Print every line of the material below without changing a character, and leave out the pictures.
====== Supplied material
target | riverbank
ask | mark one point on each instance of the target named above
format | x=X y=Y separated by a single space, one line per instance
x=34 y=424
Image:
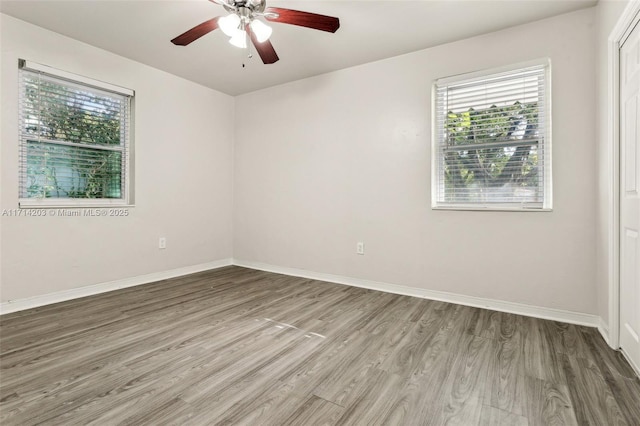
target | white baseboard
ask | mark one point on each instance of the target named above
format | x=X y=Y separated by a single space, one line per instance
============
The completed task
target | riverbank
ask | mark one point on each instance of the target named above
format | x=X y=Y separated by a single space, one line per instance
x=34 y=424
Image:
target | white baseboard
ask | mark one point on each instance of the target named above
format | x=X y=Y separated by a single space, one line per instance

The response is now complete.